* [Work to be completed] Which lines of the material below contain the word "airplane"? Show each of those lines in full.

(begin)

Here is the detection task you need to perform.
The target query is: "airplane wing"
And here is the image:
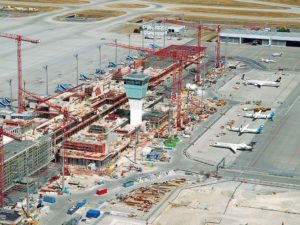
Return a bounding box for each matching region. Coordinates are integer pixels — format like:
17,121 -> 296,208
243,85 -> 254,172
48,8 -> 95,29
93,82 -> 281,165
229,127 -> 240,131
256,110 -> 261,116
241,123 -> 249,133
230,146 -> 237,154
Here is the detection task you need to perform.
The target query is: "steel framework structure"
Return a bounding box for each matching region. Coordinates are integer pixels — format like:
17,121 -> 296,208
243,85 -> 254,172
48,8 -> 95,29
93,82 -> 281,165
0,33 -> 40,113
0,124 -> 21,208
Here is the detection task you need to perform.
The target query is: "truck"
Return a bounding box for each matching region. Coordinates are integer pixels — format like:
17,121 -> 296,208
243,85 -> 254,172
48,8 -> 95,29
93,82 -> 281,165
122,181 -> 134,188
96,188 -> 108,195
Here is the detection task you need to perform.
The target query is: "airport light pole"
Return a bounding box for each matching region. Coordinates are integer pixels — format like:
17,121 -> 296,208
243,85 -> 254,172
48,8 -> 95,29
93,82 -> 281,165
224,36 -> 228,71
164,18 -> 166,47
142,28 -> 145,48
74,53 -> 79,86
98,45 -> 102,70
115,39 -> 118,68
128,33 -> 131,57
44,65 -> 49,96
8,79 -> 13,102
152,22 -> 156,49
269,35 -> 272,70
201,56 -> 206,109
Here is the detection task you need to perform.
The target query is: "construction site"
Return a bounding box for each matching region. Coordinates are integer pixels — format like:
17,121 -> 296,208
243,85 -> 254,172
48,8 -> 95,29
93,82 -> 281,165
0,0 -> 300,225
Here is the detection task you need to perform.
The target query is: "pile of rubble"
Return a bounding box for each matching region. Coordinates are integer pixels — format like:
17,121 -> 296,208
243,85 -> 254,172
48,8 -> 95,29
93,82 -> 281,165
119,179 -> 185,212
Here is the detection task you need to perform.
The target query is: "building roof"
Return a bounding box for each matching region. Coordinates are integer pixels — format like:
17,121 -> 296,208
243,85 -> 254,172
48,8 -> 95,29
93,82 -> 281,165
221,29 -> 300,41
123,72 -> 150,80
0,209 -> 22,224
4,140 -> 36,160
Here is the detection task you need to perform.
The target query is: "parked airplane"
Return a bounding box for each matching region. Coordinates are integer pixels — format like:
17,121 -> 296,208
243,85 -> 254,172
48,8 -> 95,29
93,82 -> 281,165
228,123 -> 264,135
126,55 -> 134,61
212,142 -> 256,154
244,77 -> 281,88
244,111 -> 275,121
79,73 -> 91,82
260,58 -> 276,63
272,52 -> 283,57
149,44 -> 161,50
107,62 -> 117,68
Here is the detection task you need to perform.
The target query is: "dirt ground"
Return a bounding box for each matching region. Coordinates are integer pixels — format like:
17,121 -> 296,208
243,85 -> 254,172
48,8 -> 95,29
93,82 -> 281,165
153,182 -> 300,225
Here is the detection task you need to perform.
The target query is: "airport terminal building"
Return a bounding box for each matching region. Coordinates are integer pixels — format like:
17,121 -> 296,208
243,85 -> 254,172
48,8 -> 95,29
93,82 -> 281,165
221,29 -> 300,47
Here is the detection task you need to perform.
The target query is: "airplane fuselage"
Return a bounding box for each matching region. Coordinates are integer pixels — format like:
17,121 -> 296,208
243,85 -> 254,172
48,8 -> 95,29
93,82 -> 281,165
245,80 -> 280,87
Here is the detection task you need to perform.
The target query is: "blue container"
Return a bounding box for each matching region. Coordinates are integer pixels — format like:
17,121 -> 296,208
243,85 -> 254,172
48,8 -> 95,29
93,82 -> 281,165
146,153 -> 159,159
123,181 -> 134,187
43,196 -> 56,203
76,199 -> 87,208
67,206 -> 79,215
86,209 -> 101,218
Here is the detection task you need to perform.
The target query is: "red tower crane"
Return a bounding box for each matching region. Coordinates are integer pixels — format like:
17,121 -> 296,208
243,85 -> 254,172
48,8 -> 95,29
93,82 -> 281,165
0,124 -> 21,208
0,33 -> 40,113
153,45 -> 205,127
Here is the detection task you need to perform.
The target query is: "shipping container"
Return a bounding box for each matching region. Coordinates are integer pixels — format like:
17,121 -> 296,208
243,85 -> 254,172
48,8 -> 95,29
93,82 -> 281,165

(end)
(begin)

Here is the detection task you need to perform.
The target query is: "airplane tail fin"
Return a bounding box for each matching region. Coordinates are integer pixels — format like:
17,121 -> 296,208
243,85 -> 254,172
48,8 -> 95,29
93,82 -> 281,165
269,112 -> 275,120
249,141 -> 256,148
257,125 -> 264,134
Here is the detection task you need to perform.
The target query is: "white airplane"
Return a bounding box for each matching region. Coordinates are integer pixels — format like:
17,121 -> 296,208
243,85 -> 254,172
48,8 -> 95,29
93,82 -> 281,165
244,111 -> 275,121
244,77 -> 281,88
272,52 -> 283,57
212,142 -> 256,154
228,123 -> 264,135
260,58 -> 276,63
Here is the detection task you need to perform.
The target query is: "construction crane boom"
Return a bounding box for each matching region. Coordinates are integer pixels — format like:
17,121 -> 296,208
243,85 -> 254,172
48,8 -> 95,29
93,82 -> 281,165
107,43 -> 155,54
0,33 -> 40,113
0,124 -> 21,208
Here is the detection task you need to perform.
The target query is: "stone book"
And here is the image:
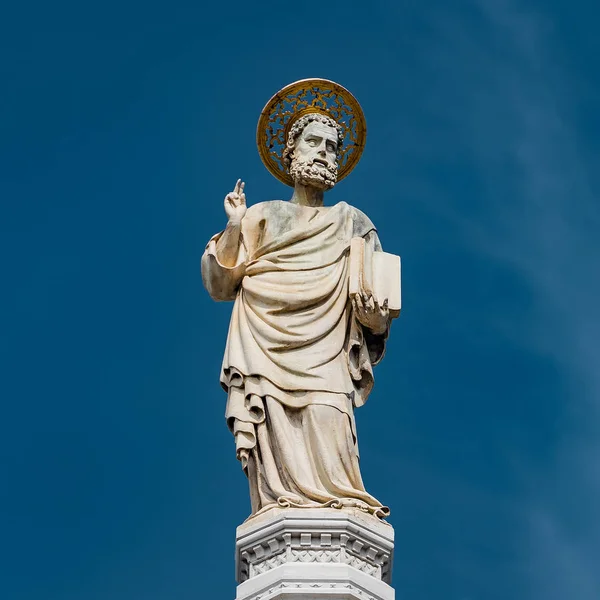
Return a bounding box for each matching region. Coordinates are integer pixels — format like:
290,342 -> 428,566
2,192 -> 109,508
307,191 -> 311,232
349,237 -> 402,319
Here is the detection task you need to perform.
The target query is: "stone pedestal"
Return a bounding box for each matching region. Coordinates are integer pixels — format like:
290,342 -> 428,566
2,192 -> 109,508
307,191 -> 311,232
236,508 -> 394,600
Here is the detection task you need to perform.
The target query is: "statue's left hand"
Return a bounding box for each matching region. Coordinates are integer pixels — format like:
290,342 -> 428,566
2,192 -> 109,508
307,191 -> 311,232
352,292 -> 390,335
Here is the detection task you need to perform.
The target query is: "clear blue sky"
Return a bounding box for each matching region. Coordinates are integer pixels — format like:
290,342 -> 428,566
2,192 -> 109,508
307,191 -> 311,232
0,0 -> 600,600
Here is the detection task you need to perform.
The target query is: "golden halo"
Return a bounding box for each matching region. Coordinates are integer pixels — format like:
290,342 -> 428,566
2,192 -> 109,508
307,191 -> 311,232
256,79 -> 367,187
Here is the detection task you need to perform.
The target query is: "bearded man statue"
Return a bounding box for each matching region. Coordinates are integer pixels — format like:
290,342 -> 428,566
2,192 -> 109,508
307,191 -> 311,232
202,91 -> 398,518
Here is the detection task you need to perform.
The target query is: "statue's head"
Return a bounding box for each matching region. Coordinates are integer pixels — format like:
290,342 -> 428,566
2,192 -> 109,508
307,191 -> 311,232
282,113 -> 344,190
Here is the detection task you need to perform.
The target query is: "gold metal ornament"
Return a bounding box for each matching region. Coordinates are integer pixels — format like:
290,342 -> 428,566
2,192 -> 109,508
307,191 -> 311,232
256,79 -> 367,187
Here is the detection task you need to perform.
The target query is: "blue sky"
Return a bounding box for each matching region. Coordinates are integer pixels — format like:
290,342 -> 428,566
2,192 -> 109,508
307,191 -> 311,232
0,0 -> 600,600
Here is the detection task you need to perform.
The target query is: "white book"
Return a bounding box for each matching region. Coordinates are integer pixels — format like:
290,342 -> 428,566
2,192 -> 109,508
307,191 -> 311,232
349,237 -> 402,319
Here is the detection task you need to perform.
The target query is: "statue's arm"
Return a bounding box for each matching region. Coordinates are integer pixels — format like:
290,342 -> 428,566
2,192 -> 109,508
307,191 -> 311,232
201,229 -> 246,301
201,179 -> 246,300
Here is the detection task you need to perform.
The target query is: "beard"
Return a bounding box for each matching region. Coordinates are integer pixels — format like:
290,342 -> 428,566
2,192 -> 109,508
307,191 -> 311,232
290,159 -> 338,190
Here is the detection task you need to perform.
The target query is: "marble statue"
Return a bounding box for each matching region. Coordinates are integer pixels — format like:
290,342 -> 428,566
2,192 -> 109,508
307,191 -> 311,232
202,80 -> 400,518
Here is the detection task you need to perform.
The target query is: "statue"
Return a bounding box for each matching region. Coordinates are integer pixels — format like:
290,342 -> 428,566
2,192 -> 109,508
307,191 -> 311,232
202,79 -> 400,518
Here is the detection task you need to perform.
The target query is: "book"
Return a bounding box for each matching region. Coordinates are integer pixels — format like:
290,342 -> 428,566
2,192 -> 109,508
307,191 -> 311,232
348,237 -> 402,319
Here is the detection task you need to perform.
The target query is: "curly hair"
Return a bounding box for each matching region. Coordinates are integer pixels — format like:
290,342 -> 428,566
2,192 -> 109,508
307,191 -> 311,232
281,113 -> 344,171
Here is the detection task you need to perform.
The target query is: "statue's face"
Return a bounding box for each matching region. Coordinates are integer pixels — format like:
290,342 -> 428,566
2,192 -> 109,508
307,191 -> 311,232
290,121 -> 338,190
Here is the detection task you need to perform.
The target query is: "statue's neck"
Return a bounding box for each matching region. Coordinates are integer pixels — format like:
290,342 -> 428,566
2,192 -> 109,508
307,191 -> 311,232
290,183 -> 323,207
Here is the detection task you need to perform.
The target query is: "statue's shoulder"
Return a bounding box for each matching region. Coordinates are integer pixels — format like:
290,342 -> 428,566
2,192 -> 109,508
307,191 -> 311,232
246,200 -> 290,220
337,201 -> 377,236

(end)
(begin)

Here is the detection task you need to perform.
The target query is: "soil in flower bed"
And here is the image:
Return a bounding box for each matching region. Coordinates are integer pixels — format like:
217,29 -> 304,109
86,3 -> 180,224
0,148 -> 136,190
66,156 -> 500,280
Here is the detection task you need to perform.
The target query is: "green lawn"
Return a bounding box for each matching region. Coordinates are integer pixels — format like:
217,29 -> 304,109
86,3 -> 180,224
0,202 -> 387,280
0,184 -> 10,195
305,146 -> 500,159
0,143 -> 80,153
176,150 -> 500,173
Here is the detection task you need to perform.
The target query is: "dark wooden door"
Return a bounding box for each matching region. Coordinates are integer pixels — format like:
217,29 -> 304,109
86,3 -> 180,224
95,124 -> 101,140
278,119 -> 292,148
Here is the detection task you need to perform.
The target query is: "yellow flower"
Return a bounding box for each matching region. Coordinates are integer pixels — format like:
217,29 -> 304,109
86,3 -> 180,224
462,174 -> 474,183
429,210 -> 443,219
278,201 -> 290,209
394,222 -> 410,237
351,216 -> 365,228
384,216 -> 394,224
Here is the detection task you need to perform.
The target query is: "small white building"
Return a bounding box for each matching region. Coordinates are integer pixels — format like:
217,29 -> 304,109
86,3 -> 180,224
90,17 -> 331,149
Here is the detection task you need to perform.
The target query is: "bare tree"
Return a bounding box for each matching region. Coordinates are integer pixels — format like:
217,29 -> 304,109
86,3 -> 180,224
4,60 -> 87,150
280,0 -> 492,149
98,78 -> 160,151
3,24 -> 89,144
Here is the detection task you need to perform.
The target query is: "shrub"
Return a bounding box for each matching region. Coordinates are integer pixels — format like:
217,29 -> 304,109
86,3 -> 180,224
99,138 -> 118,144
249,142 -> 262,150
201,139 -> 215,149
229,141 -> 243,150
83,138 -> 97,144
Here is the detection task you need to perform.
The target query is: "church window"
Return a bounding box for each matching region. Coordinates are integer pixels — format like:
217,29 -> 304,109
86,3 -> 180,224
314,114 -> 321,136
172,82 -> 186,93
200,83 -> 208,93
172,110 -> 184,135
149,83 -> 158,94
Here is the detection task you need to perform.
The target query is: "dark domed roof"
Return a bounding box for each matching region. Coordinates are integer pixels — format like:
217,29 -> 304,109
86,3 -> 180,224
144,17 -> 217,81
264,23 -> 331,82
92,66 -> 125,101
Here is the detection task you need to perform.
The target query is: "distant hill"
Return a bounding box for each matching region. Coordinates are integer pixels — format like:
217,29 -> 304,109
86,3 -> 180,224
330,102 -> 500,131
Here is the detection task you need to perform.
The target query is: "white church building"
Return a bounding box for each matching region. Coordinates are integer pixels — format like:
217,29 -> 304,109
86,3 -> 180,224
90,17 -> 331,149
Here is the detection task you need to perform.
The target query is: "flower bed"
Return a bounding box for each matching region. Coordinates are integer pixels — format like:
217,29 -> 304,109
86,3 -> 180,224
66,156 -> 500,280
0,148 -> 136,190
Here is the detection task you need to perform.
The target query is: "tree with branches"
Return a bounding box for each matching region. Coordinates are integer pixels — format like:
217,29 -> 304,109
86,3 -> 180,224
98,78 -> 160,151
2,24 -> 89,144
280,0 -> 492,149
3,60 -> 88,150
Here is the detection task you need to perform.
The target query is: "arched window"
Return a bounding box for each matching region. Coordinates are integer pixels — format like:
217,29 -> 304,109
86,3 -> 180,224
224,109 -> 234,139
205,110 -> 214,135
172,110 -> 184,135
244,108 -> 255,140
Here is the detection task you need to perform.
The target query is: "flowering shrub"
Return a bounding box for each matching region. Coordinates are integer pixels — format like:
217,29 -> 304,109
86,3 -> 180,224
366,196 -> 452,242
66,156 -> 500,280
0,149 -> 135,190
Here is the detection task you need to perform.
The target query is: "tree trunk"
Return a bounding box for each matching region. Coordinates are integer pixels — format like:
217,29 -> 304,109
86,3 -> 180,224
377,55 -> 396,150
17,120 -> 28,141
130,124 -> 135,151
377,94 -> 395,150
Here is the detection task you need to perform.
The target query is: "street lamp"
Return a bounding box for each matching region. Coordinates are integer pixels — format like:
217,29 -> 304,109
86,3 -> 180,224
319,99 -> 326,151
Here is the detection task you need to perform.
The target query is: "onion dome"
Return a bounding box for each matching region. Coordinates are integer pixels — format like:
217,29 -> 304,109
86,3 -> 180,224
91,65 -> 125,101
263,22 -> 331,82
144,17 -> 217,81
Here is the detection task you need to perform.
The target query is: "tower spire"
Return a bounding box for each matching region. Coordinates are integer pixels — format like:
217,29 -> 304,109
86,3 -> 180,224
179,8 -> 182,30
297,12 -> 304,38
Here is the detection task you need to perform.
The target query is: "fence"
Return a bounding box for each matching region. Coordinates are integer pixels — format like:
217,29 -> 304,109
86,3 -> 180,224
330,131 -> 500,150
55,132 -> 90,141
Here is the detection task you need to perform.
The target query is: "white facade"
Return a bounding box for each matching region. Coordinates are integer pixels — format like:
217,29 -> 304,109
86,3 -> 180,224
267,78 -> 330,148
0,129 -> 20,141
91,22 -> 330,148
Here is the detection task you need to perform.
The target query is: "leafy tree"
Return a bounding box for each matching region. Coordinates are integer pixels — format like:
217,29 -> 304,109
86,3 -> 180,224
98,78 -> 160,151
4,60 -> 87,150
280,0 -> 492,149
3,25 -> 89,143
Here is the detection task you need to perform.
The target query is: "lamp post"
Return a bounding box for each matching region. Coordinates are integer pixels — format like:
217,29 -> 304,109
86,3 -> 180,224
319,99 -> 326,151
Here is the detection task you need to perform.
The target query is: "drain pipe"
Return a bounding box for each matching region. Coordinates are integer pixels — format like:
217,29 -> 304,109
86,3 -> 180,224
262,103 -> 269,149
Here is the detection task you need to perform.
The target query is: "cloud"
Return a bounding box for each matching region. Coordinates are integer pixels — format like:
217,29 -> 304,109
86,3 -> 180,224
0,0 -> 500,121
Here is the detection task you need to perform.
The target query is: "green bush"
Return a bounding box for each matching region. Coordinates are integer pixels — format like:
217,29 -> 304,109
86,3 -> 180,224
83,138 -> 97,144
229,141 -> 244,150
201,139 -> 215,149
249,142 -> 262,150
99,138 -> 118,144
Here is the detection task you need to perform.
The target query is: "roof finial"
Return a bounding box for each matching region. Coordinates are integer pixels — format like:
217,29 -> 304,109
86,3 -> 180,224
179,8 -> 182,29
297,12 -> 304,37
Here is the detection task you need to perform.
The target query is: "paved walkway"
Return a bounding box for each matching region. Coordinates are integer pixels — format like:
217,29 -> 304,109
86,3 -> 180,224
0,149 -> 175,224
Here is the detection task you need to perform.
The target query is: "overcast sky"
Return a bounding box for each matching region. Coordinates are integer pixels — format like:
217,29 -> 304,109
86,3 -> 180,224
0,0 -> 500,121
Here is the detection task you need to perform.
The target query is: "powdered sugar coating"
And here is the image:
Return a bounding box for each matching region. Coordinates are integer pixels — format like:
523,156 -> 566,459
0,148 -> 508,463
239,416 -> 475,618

(end)

* [Exercise response]
The target query is: "airplane wing"
The target query is: "parked airplane"
The target query is: "airplane fuselage"
The target query is: "airplane tail fin"
The target query is: "white airplane"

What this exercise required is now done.